• Task requirements:
Only the lines from the one containing "Query: black eyeglasses" through the end of the entries should be returned, exactly as they are, with the pictures omitted.

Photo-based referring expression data
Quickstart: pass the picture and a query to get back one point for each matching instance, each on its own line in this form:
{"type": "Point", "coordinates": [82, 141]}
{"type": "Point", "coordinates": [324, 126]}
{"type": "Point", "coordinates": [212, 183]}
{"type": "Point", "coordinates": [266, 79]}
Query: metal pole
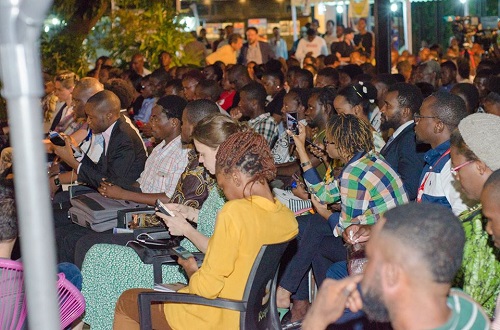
{"type": "Point", "coordinates": [294, 22]}
{"type": "Point", "coordinates": [20, 69]}
{"type": "Point", "coordinates": [407, 25]}
{"type": "Point", "coordinates": [382, 15]}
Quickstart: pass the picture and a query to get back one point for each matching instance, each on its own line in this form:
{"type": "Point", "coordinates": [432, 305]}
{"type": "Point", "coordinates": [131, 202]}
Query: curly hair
{"type": "Point", "coordinates": [249, 153]}
{"type": "Point", "coordinates": [215, 129]}
{"type": "Point", "coordinates": [350, 134]}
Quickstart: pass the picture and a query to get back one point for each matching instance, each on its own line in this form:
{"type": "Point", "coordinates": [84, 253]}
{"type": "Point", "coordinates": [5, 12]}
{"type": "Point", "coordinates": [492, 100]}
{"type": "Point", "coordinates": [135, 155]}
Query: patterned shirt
{"type": "Point", "coordinates": [194, 184]}
{"type": "Point", "coordinates": [368, 188]}
{"type": "Point", "coordinates": [164, 167]}
{"type": "Point", "coordinates": [266, 126]}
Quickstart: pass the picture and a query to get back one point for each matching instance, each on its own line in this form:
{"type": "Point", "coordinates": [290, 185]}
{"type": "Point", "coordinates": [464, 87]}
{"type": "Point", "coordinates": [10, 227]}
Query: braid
{"type": "Point", "coordinates": [350, 133]}
{"type": "Point", "coordinates": [248, 152]}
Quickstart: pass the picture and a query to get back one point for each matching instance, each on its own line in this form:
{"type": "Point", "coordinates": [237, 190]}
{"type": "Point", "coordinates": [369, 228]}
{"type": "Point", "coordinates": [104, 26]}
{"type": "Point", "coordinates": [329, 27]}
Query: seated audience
{"type": "Point", "coordinates": [244, 165]}
{"type": "Point", "coordinates": [401, 283]}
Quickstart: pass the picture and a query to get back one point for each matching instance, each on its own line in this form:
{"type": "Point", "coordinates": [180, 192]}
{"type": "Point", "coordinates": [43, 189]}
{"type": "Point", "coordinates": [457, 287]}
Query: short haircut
{"type": "Point", "coordinates": [253, 28]}
{"type": "Point", "coordinates": [409, 96]}
{"type": "Point", "coordinates": [255, 92]}
{"type": "Point", "coordinates": [199, 109]}
{"type": "Point", "coordinates": [431, 231]}
{"type": "Point", "coordinates": [450, 65]}
{"type": "Point", "coordinates": [209, 89]}
{"type": "Point", "coordinates": [123, 89]}
{"type": "Point", "coordinates": [233, 38]}
{"type": "Point", "coordinates": [106, 102]}
{"type": "Point", "coordinates": [463, 67]}
{"type": "Point", "coordinates": [172, 106]}
{"type": "Point", "coordinates": [305, 75]}
{"type": "Point", "coordinates": [469, 93]}
{"type": "Point", "coordinates": [331, 73]}
{"type": "Point", "coordinates": [493, 183]}
{"type": "Point", "coordinates": [449, 108]}
{"type": "Point", "coordinates": [276, 75]}
{"type": "Point", "coordinates": [8, 215]}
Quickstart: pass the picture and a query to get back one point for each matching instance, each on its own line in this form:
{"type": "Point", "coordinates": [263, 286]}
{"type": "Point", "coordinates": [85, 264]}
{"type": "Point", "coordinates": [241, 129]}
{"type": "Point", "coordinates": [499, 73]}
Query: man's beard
{"type": "Point", "coordinates": [373, 305]}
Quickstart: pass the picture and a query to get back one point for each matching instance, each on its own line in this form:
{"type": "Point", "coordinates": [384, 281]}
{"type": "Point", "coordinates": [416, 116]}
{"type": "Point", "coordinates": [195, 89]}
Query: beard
{"type": "Point", "coordinates": [373, 305]}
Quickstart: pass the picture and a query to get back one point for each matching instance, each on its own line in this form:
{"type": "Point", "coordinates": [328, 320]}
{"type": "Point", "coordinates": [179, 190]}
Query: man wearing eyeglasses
{"type": "Point", "coordinates": [401, 101]}
{"type": "Point", "coordinates": [438, 116]}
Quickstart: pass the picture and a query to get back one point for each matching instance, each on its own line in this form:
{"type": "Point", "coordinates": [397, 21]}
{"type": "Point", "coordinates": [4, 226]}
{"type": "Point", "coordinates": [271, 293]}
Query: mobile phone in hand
{"type": "Point", "coordinates": [182, 252]}
{"type": "Point", "coordinates": [56, 139]}
{"type": "Point", "coordinates": [162, 208]}
{"type": "Point", "coordinates": [292, 124]}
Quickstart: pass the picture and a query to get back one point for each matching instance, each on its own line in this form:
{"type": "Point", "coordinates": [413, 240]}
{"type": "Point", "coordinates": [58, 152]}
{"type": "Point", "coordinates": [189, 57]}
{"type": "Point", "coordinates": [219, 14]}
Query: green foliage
{"type": "Point", "coordinates": [148, 31]}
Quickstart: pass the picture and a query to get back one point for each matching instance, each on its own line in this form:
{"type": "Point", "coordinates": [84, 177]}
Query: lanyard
{"type": "Point", "coordinates": [431, 169]}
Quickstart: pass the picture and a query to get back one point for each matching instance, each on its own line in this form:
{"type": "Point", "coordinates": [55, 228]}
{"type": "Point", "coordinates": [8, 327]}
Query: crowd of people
{"type": "Point", "coordinates": [403, 165]}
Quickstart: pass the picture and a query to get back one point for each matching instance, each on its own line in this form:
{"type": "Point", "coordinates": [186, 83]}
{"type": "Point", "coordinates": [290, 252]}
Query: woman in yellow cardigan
{"type": "Point", "coordinates": [251, 218]}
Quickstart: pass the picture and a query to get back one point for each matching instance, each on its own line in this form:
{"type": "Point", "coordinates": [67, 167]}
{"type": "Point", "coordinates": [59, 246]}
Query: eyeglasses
{"type": "Point", "coordinates": [454, 170]}
{"type": "Point", "coordinates": [326, 142]}
{"type": "Point", "coordinates": [418, 116]}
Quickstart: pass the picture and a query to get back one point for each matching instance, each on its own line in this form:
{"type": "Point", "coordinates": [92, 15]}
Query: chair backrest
{"type": "Point", "coordinates": [13, 301]}
{"type": "Point", "coordinates": [260, 291]}
{"type": "Point", "coordinates": [12, 298]}
{"type": "Point", "coordinates": [71, 301]}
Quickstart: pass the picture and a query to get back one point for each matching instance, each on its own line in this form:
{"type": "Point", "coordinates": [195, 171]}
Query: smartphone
{"type": "Point", "coordinates": [292, 124]}
{"type": "Point", "coordinates": [56, 139]}
{"type": "Point", "coordinates": [163, 209]}
{"type": "Point", "coordinates": [182, 252]}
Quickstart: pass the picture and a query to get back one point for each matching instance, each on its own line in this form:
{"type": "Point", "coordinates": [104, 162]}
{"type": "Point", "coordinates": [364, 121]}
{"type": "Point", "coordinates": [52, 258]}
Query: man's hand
{"type": "Point", "coordinates": [357, 234]}
{"type": "Point", "coordinates": [320, 207]}
{"type": "Point", "coordinates": [109, 190]}
{"type": "Point", "coordinates": [333, 297]}
{"type": "Point", "coordinates": [177, 225]}
{"type": "Point", "coordinates": [190, 265]}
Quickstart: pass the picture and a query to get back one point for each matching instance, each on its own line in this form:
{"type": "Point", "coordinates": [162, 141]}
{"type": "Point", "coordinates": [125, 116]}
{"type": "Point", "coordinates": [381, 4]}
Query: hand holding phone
{"type": "Point", "coordinates": [56, 139]}
{"type": "Point", "coordinates": [182, 252]}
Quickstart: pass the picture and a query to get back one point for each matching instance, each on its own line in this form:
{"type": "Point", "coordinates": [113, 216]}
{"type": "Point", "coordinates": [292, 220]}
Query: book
{"type": "Point", "coordinates": [168, 287]}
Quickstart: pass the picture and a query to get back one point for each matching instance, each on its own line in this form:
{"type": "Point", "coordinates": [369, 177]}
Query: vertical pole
{"type": "Point", "coordinates": [382, 15]}
{"type": "Point", "coordinates": [294, 22]}
{"type": "Point", "coordinates": [407, 25]}
{"type": "Point", "coordinates": [20, 69]}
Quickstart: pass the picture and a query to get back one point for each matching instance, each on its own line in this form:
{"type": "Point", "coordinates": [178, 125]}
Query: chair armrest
{"type": "Point", "coordinates": [146, 298]}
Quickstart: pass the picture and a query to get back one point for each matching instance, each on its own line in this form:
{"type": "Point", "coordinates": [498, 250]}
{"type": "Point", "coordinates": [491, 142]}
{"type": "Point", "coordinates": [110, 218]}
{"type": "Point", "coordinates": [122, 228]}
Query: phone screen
{"type": "Point", "coordinates": [292, 124]}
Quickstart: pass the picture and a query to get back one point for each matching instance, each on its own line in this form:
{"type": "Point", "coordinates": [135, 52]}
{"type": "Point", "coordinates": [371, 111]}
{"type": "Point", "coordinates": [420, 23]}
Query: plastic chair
{"type": "Point", "coordinates": [13, 301]}
{"type": "Point", "coordinates": [257, 308]}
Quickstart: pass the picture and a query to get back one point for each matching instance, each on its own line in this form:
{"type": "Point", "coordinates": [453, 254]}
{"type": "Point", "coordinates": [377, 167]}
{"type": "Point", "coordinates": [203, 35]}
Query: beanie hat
{"type": "Point", "coordinates": [481, 133]}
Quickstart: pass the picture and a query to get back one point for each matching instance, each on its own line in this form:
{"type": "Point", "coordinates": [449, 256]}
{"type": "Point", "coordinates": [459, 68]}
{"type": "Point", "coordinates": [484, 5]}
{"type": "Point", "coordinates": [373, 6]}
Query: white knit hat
{"type": "Point", "coordinates": [481, 133]}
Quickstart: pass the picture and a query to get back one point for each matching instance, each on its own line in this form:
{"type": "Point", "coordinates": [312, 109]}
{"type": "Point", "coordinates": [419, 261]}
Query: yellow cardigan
{"type": "Point", "coordinates": [242, 227]}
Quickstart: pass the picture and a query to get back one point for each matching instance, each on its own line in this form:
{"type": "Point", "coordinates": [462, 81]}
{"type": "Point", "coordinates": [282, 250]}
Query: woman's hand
{"type": "Point", "coordinates": [187, 212]}
{"type": "Point", "coordinates": [109, 190]}
{"type": "Point", "coordinates": [299, 139]}
{"type": "Point", "coordinates": [177, 225]}
{"type": "Point", "coordinates": [357, 234]}
{"type": "Point", "coordinates": [320, 207]}
{"type": "Point", "coordinates": [190, 265]}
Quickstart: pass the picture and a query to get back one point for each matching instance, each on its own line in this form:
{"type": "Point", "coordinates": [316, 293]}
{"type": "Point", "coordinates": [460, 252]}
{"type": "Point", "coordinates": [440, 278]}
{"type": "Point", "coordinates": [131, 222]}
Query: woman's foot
{"type": "Point", "coordinates": [283, 298]}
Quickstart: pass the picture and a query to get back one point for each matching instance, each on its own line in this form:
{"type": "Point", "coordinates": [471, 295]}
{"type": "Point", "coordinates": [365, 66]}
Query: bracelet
{"type": "Point", "coordinates": [304, 164]}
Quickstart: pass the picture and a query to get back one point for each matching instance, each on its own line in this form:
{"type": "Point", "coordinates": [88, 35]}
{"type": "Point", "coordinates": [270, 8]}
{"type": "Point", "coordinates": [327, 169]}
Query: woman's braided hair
{"type": "Point", "coordinates": [350, 134]}
{"type": "Point", "coordinates": [249, 153]}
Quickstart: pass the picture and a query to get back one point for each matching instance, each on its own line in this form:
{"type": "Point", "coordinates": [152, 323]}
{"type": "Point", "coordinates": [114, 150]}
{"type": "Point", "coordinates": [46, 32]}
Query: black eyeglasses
{"type": "Point", "coordinates": [326, 142]}
{"type": "Point", "coordinates": [418, 116]}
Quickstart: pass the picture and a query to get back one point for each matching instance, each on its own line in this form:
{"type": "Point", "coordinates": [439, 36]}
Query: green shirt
{"type": "Point", "coordinates": [465, 313]}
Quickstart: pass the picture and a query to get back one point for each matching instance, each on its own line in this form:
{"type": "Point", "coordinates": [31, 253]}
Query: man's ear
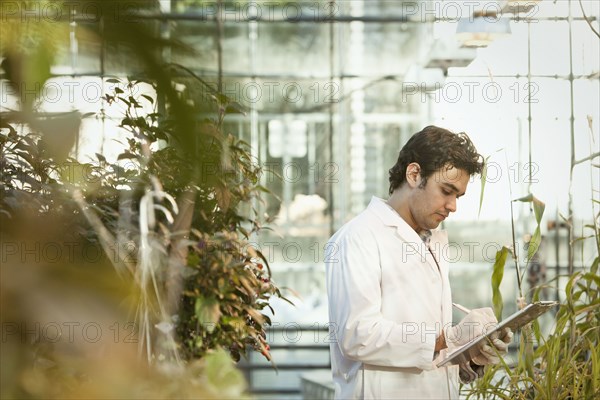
{"type": "Point", "coordinates": [413, 175]}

• Result for this task:
Query: black eyeglasses
{"type": "Point", "coordinates": [326, 142]}
{"type": "Point", "coordinates": [418, 116]}
Quickstart: pass the picture and a query to get back one point for each matching instance, each on its own line in this form:
{"type": "Point", "coordinates": [439, 36]}
Query: green shirt
{"type": "Point", "coordinates": [465, 313]}
Quickstart: pass the picture and a query to get back one point for each matching instance, each on its own line in this form:
{"type": "Point", "coordinates": [31, 253]}
Query: man's ear
{"type": "Point", "coordinates": [413, 175]}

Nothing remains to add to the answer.